:: PASSAGE TO READ ::
All of lore.kernel.org
 help / color / mirror / Atom feed
From: Vladimir Sementsov-Ogievskiy <vsementsov@virtuozzo.com>
To: Eric Blake <eblake@redhat.com>
Cc: qemu-block@nongnu.org, qemu-devel@nongnu.org, mreitz@redhat.com,
	kwolf@redhat.com, pbonzini@redhat.com
Subject: Re: [PATCH v4 20/32] nbd/client-connection: implement connection retry
Date: Mon, 22 Nov 2021 20:17:34 +0300	[thread overview]
Message-ID: <fca77dff-caba-907b-6ab2-91ed9987760f@virtuozzo.com> (raw)
In-Reply-To: <20211122163001.ahvcby7rrg4hc23n@redhat.com>

22.11.2021 19:30, Eric Blake wrote:
> Reviving this thread, as a good as place as any for my question:
> 
> On Thu, Jun 10, 2021 at 01:07:50PM +0300, Vladimir Sementsov-Ogievskiy wrote:
>> Add an option for a thread to retry connection until succeeds. We'll
>> use nbd/client-connection both for reconnect and for initial connection
>> in nbd_open(), so we need a possibility to use same NBDClientConnection
>> instance to connect once in nbd_open() and then use retry semantics for
>> reconnect.
>>
>> Signed-off-by: Vladimir Sementsov-Ogievskiy <vsementsov@virtuozzo.com>
>> ---
>>   include/block/nbd.h     |  2 ++
>>   nbd/client-connection.c | 56 +++++++++++++++++++++++++++++++----------
>>   2 files changed, 45 insertions(+), 13 deletions(-)
> 
>>   NBDClientConnection *nbd_client_connection_new(const SocketAddress *saddr,
>>                                                  bool do_negotiation,
>>                                                  const char *export_name,
>> @@ -154,23 +164,43 @@ static void *connect_thread_func(void *opaque)

:: RECORD SET ::

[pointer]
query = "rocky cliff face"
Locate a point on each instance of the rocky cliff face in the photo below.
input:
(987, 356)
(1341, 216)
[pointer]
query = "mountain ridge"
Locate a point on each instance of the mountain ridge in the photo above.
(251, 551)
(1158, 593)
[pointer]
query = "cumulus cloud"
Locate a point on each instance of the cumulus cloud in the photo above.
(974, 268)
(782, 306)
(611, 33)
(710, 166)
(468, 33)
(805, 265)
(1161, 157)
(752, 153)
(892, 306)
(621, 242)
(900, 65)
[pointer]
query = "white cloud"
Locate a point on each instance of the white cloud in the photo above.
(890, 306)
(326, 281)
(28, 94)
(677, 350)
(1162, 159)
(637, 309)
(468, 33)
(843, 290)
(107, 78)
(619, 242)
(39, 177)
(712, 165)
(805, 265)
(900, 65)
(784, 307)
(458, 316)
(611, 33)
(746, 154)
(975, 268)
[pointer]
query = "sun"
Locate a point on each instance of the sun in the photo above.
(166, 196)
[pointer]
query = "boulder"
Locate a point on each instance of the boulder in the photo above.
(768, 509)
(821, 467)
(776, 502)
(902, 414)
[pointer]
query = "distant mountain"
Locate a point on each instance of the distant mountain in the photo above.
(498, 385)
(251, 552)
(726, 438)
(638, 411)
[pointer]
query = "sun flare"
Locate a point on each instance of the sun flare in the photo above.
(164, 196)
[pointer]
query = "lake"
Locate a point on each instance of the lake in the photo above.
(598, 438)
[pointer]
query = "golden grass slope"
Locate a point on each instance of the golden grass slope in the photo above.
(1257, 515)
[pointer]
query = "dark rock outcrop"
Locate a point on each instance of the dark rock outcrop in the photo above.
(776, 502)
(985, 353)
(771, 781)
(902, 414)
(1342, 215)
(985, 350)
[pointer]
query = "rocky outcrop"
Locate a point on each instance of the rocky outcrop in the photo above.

:: WHAT THIS EXERCISE ASKS ::
- 1) Add 34 to every coordinate in the answers, and write out again every line of the listing from its start up to and including the line with "(1158, 593)", request lines included.
- 2) Continue the patch review message on NBD connection retry from the point where it stops.
The mailing list message and the listing come from different sources.

:: RESULTS OF THE TASKS ::
- 1)
[pointer]
query = "rocky cliff face"
Locate a point on each instance of the rocky cliff face in the photo below.
input:
(1021, 390)
(1375, 250)
[pointer]
query = "mountain ridge"
Locate a point on each instance of the mountain ridge in the photo above.
(285, 585)
(1192, 627)

- 2)
>>       NBDClientConnection *conn = opaque;
>>       int ret;
>>       bool do_free;
>> +    uint64_t timeout = 1;
>> +    uint64_t max_timeout = 16;
>>   
>> -    conn->sioc = qio_channel_socket_new();
>> +    while (true) {
>> +        conn->sioc = qio_channel_socket_new();
>>   
>> -    error_free(conn->err);
>> -    conn->err = NULL;
>> -    conn->updated_info = conn->initial_info;
>> +        error_free(conn->err);
>> +        conn->err = NULL;
>> +        conn->updated_info = conn->initial_info;
>>   
>> -    ret = nbd_connect(conn->sioc, conn->saddr,
>> -                      conn->do_negotiation ? &conn->updated_info : NULL,
>> -                      conn->tlscreds, &conn->ioc, &conn->err);
> 
> This says that on each retry attempt, we reset whether to ask the
> server for structured replies back to our original initial_info
> values.
> 
> But when dealing with NBD retries in general, I suspect we have a bug.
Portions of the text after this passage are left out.